**TASK:** Please give the data again in full, exactly as provided.

= Beginning of Section =

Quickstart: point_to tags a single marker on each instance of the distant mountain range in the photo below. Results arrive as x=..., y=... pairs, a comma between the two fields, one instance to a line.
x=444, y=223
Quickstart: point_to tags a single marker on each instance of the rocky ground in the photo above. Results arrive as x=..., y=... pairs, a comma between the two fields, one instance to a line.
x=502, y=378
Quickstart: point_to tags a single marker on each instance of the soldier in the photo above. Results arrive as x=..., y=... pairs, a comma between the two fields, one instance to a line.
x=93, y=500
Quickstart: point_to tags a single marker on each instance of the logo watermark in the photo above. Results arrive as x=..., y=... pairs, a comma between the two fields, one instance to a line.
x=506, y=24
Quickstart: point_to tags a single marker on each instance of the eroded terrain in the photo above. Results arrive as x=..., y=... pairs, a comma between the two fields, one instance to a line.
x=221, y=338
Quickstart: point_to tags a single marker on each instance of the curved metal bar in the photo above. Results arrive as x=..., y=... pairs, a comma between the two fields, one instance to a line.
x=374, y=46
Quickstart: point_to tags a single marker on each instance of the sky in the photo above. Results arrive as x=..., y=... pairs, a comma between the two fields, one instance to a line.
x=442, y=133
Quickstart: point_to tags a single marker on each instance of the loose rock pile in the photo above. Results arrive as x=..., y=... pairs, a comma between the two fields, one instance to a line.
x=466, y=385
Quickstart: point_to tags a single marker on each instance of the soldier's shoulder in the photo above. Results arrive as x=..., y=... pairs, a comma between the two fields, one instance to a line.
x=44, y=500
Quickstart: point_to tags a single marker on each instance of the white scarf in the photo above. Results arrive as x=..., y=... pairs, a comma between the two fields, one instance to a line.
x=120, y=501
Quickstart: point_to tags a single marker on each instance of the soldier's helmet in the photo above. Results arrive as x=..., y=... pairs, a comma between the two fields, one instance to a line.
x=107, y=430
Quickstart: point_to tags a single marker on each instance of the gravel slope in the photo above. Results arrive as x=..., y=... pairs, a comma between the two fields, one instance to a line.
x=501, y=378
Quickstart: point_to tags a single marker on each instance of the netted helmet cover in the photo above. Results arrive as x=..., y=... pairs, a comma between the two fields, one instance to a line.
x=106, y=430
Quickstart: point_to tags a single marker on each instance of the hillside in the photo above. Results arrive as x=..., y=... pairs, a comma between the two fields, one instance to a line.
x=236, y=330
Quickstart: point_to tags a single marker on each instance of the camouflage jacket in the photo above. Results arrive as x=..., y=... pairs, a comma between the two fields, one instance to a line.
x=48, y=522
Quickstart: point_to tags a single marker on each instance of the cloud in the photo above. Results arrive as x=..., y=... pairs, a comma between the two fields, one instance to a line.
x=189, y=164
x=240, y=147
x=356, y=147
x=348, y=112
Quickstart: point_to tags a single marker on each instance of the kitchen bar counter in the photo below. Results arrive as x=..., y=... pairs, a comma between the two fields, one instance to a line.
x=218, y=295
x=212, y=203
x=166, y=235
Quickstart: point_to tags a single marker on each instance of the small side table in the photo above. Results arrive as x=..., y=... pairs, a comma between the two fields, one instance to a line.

= End of Section =

**YOUR SOLUTION:**
Quickstart: point_to tags a single marker on each instance of the distant mountain range in the photo below. Results arrive as x=..., y=... pairs, a comma between the two fields, one instance to a line.
x=444, y=223
Quickstart: point_to tags a single marker on each instance of the rocky ground in the photo above. Results arrive as x=..., y=... pairs, a comma between the two fields, one instance to a line.
x=502, y=378
Quickstart: point_to tags a single marker on each instance of the soldier in the photo above. Results arrive as x=..., y=... pairs, a comma between the two fields, one instance to a line.
x=93, y=500
Quickstart: point_to tags a single marker on each instance of the logo watermark in the photo above. Results arrive as x=..., y=... pairs, a comma between the two fields, one instance to a line.
x=506, y=24
Quickstart: point_to tags a single marker on each instance of the eroded terrain in the photo above. Results arrive as x=..., y=... pairs, a comma between the two fields, one instance to a line.
x=221, y=338
Quickstart: point_to tags a single marker on each instance of the curved metal bar in the photo above. Results arrive as x=..., y=... pairs, a comma between the two fields, one instance to a line.
x=374, y=46
Quickstart: point_to tags a single marker on each instance of the sky in the photo above. Results arrive as x=..., y=... pairs, a comma between the two fields, one instance to a line.
x=442, y=133
Quickstart: point_to tags a single marker on each instance of the loose rock pile in the photo above. Results arrive as x=..., y=... pairs, a comma between the two fields, one instance to a line.
x=466, y=385
Quickstart: point_to tags a single marker on each instance of the soldier's shoulder in the photo above. Results arrive as x=..., y=... pairs, a comma between the two fields, one instance to a line.
x=44, y=500
Quickstart: point_to tags a single marker on each instance of the white scarf in the photo above. Results arrive as x=..., y=... pairs, a comma between the two fields, one instance to a line.
x=120, y=501
Quickstart: point_to tags a single marker on each instance of the soldier's helmet in the photo above. Results arrive as x=..., y=... pairs, a comma between the two fields, one instance to a line.
x=107, y=430
Quickstart: point_to tags a single marker on each instance of the gravel slope in the photo above. Results arrive as x=..., y=... pairs, a comma between the two fields, one instance to a line.
x=501, y=378
Quickstart: point_to tags a single marker on each instance of the netted helmet cover in the photo above. Results arrive as x=..., y=... pairs, a comma between the two fields, one instance to a line.
x=106, y=430
Quickstart: point_to tags a single marker on each instance of the hillside in the photo above. Results arrive as x=..., y=... pairs, a comma between the two fields, one instance to a line.
x=236, y=330
Quickstart: point_to tags a single marker on each instance of the camouflage jacket in the photo above. Results arrive as x=..., y=... pairs, a comma between the two fields, one instance to a line.
x=48, y=522
Quickstart: point_to tags a single marker on each instance of the cloud in the photo above. Results arrive as x=..., y=... pairs, a comma between the two fields, one instance to a line.
x=189, y=164
x=240, y=147
x=356, y=147
x=348, y=112
Quickstart: point_to tags a single marker on each instance of the kitchen bar counter in the photo below. Results arrive as x=..., y=... pairs, a comma between the two fields, one instance to a line.
x=218, y=295
x=212, y=203
x=166, y=235
Quickstart: point_to tags a single marker on each instance of the small side table in the photo above. Results arrive as x=..., y=... pairs, a comma between the two fields, one instance to a line.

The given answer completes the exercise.